-- VORLIEGENDER TEXT --
_____
In der Erzählung Die Verwandlung (1915) tritt die Abweichung von der Norm für alle sichtbar ans Licht: Die vom Vater befürchtete Missratenheit des Sohnes nimmt die Gestalt eines Ungeziefers an, wahrscheinlich einer Küchenschabe. Und noch in dem berühmten Brief an den Vater (1952) – so etwas wie das autobiografische Gegenstück zum Urteil – gibt Franz Kafka dem Vater, den er für seine herabsetzende Missbilligung anklagt, zugleich auch ein gewisses gespenstisches Recht dazu, der Brief ist Anklage und Selbstanklage in einem.
Im Übrigen – wer sich fragt, was es mit den ständigen Verlobungen und Entlobungen des Schriftstellers auf sich hat, muss dazu nicht unbedingt den Briefwechsel mit der ewigen Braut Felice Bauer lesen. Um welchen Loyalitätskonflikt es sich handelt, auch das offenbart sich im Urteil – und zugleich, dass es mehr als dieser Konflikt ist. Es ist die Furcht davor, das eigene Glück zu wagen – beziehungsweise die Furcht, dass schon die Absicht, glücklich sein zu wollen, eine Schuld bedeutet, die Strafe nach sich zieht.
Und Ähnliches wie für das Verlangen nach Glück gilt auch für das Verlangen nach Gerechtigkeit, das sich regelmäßig nicht erfüllt, im Schloss und im Prozess ebenso wenig wie in der kleinen, aber zentralen Erzählung Vor dem Gesetz (1915). Immer soll der Held lernen, dass sein Verlangen selbst – der Gedanke, einen Anspruch auf Recht zu haben – schon unrecht ist. Oder noch genauer gesagt: Der Held bildet sich ein, dass es seine Aufgabe sei, das zu lernen und sein Scheitern anzunehmen. So hat denn Kafka seinen Figuren, die meinen, ihrem Scheitern applaudieren zu müssen, etwas von dem Verhängnis (oder vielleicht das ganze Verhängnis?) schon in den Charakter eingeschrieben.
_____
-- GESTELLTE AUFGABE A --
Gib die Einträge von der Zeile mit „[mark] the grass“ bis zum Ende der Einträge, beide einschließlich, als JSON-Liste von Zeichenketten wieder: eine Zeichenkette pro Zeile, Leerzeilen weggelassen.

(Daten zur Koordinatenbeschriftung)
_____
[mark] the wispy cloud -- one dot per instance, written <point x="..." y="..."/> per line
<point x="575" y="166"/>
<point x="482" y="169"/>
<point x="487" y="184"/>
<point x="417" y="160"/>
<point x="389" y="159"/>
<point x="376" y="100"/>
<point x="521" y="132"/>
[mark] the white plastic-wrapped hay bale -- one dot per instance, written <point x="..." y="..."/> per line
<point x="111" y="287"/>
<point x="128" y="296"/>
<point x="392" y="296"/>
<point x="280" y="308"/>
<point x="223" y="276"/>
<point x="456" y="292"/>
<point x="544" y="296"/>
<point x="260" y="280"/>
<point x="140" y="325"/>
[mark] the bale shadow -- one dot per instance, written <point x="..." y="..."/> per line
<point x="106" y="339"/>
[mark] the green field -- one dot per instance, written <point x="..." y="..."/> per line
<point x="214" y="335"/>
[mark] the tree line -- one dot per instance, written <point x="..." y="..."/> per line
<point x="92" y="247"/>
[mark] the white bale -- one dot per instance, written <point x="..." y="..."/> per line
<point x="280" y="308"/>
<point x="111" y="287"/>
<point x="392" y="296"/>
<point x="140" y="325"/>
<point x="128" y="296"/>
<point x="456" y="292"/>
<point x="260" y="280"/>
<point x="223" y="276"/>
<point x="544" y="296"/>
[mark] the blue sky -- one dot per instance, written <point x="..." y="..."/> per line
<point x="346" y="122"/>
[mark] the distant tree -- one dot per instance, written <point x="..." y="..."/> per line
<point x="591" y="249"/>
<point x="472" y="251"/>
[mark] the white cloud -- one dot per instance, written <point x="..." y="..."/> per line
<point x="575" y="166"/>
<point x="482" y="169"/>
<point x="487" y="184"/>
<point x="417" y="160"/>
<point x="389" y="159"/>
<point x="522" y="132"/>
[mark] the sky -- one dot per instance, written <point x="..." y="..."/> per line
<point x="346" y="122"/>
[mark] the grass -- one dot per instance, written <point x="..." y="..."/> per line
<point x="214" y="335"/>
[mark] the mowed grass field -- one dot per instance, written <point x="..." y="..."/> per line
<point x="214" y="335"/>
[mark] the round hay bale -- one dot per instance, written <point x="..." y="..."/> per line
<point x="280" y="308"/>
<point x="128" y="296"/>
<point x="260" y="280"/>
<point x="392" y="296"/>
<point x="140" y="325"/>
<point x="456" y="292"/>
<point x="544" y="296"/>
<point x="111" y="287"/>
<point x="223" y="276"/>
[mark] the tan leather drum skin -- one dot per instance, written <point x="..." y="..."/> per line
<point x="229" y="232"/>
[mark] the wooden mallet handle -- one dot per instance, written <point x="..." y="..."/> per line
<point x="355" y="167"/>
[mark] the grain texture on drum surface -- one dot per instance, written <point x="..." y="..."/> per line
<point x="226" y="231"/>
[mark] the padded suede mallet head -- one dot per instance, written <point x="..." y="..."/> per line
_____
-- GESTELLTE AUFGABE B --
Schreib den Text über Kafka und seine Figuren nach dem letzten Satz weiter.

-- SCHRIFTLICHE ANTWORT A --
[
  "[mark] the grass -- one dot per instance, written <point x=\"...\" y=\"...\"/> per line",
  "<point x=\"214\" y=\"335\"/>",
  "[mark] the mowed grass field -- one dot per instance, written <point x=\"...\" y=\"...\"/> per line",
  "<point x=\"214\" y=\"335\"/>",
  "[mark] the round hay bale -- one dot per instance, written <point x=\"...\" y=\"...\"/> per line",
  "<point x=\"280\" y=\"308\"/>",
  "<point x=\"128\" y=\"296\"/>",
  "<point x=\"260\" y=\"280\"/>",
  "<point x=\"392\" y=\"296\"/>",
  "<point x=\"140\" y=\"325\"/>",
  "<point x=\"456\" y=\"292\"/>",
  "<point x=\"544\" y=\"296\"/>",
  "<point x=\"111\" y=\"287\"/>",
  "<point x=\"223\" y=\"276\"/>",
  "[mark] the tan leather drum skin -- one dot per instance, written <point x=\"...\" y=\"...\"/> per line",
  "<point x=\"229\" y=\"232\"/>",
  "[mark] the wooden mallet handle -- one dot per instance, written <point x=\"...\" y=\"...\"/> per line",
  "<point x=\"355\" y=\"167\"/>",
  "[mark] the grain texture on drum surface -- one dot per instance, written <point x=\"...\" y=\"...\"/> per line",
  "<point x=\"226\" y=\"231\"/>",
  "[mark] the padded suede mallet head -- one dot per instance, written <point x=\"...\" y=\"...\"/> per line"
]

-- SCHRIFTLICHE ANTWORT B --
Das überwältigend Ungemütliche an Kafkas Werk (es ist wahrscheinlich das ungemütlichste der Literaturgeschichte) entsteht wohl daraus, dass den Figuren stets diese Neigung zur Selbstzerknirschung sowie einige andere hässliche Eigenschaften oder Taten angehängt werden. So gibt sich der Reisende, der die Strafkolonie in der gleichnamigen Erzählung (1919) besucht und die Opfer der grässlichen Hinrichtungsmaschine bedauert, am Ende selbst als besonders mitleidlos zu erkennen, indem er zwei Sträflinge an der Flucht hindert, und zwar extra brutal, durch den Schlag mit einem Tauende. Dieser Reisende, der doch so etwas wie das aufgeklärte, humane Gewissen angesichts barbarischer Methoden verkörpert, ist überhaupt auf verstörende Weise ambivalent gezeichnet. Ganz zu Beginn, als man dem Reisenden einen Stuhl anbietet, damit er der Hinrichtung beiwohnen kann, heißt es zwielichtig: »dieser konnte nicht ablehnen«. Warum eigentlich nicht? Aus Höflichkeit? Oder ist er in Wahrheit ein Voyeur, den es immer dazu treibt, sich an Grausamkeiten zu laben?
Kafka selbst treibt es jedenfalls zu solchen unauffälligen, aber gespenstisch doppeldeutigen Wendungen – ein Fest für Interpreten; und ganz gewiss gibt es kein Werk der Weltliteratur, das so viele Deutungen provoziert hat, bis hin zu vertrackt religiösen, die es an Kafkas Judentum zurückbanden und dessen Tendenz zu peinlicher Gewissensprüfung.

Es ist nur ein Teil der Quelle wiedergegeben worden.